### Task set:
- 1) List every baseball player named in the baseball game recap.
- 2) Write the next paragraph of the baseball game recap, picking up after its final sentence.

··· Selected passage

Matt Holliday's second-inning home run cleared the left field bleachers and came within a few feet of hitting a fire engine that was heading back to Engine Company 78 across the street from the ballpark. Then, a ballhawk racing to get the ball ran out into the street, where the fire truck had to sound its horn really loud to get him to run out of the way. The ball eventually wound up near the base of one of the rooftop clubs across the street; I never did see who got it, and no one tossed the ball back on the field (good -- this is one tradition I'd rather see end).

And that was it, really; Casey Coleman fell apart after that and allowed four more runs in a disastrous second inning and the Cubs, as has been the case most of the season, kept getting runners on base and were unable to score all but one of them this afternoon. There were only eight left on base in all, but in the sixth inning when the score was "only" 6-1, the Cubs loaded the bases with one out, giving brief hope that Alfonso Soriano might pretend the bases were empty and emulate Holliday's blast. That would have made it a game. Instead, he popped up and Welington Castillo struck out, ending the rally; the Cubs had just one hit, a Reed Johnson double, the rest of the way.

Casey Coleman is too erratic, I'm afraid, to be a major league rotation starter. He shows flashes of being a solid starter (as in his last start against the Reds) but if he doesn't have command, he either walks too many hitters (four today) or, when he finally does throw strikes, he doesn't have the velocity to throw the ball past people. That's what we saw today -- three doubles and a home run among the nine hits he allowed. Four walks (one intentional) didn't help, and he didn't strike out anyone. He'll likely have to take his next turn Tuesday in Cincinnati, but by the time the start after that comes up -- Sunday, May 22 in Boston -- perhaps Randy Wells will be ready to reclaim his rotation slot.

······
··· Entries

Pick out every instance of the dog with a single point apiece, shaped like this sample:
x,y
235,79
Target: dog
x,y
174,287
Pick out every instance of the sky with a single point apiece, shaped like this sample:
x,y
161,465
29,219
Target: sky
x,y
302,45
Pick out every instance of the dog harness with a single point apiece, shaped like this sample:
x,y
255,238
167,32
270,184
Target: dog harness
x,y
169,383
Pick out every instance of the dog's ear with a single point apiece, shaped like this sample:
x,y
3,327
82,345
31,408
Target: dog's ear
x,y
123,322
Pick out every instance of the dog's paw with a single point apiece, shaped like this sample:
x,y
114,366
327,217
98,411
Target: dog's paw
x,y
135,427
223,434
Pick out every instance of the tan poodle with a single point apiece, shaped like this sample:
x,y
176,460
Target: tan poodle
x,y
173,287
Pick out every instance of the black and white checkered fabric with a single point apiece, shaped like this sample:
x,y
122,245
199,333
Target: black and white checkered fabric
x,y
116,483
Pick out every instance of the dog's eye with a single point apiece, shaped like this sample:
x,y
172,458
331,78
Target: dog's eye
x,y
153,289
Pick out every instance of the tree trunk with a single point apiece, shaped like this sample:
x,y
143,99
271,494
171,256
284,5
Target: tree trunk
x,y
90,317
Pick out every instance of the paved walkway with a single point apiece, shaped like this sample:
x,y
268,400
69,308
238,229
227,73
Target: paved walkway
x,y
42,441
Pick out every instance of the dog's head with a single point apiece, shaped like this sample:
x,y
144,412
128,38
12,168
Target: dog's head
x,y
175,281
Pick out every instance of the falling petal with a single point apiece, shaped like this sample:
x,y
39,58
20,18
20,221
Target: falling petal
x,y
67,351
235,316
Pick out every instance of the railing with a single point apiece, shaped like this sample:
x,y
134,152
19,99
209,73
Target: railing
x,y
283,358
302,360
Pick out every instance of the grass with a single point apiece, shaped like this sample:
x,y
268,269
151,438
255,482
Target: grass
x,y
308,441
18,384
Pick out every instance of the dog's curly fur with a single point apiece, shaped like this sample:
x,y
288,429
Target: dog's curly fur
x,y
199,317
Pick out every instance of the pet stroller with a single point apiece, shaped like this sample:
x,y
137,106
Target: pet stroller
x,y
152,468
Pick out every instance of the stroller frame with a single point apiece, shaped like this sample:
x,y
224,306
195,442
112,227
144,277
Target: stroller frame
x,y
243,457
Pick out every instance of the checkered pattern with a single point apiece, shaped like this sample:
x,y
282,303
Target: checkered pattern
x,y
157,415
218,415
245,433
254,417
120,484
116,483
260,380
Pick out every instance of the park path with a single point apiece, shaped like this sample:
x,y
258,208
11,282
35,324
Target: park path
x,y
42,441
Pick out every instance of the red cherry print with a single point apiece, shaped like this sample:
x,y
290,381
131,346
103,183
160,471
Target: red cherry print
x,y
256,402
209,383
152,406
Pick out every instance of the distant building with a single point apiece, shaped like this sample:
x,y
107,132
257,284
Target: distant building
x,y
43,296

······

### Answers in order:
- 1) Matt Holliday, Casey Coleman, Alfonso Soriano, Welington Castillo, Reed Johnson, Randy Wells

- 2)
The Cubs had to be just about perfect today to beat Jaime Garcia, who has been one of the top starters in the NL; they weren't, and Garcia was solid; the Cubs hit him, but as noted, hardly ever with anyone on base.

In this weird 2011 weatherwise, after last night's torrential rain, the sun came out and the temperatures pushed 90 at Wrigley today with tropical level humidity. Both teams, oddly enough, took batting practice -- unusual for a day game after a night game, and especially when the night game ran past 11 p.m. The wind was blowing out, but Holliday's blast needed no help, and the Cubs took no advantage of it. Aramis Ramirez is still stuck on one home run -- he is going to miss tomorrow's game to take care of some personal business in the Dominican Republic, returning in time for Saturday's game; we don't know what that is and probably never will, but it appears to be weighing on him. He's playing with little energy and though his batting average is decent (.293) and he made one nice defensive play today, his power appears gone. Hope he brings it back from the Dominican with him.

Jeff Baker had the only really good Cub day, with three hits. Not much to talk about re: "Beef" Welington Castillo, whose season debut resulted in an 0-for-4 with two strikeouts. I still would like to see him get some regular playing time for a while. If he can play, let's find out. And if he can't, let's find that out, too.

Other notes from today: Carlos Marmol threw the ninth; that almost had to happen as he hadn't pitched since Sunday. He struck out the side on an efficient 14 pitches, which meant that Blake DeWitt, who came in to play left field (his first-ever appearance in professional baseball in the outfield), did not have to touch the ball. That was an odd little switch, almost as if Mike Quade is still playing these games like spring training games. Someone please remind him it's May 12?

It's not going to get any easier tomorrow, when the defending World Champion Giants come to town. The Giants, who are still playing at this writing and ahead of the Diamondbacks, will be riding a six-game winning streak if they hold on to their late-inning lead. Six game winning streak -- I remember those, though the Cubs haven't won that many in a row since last September.

It'll happen again. I think.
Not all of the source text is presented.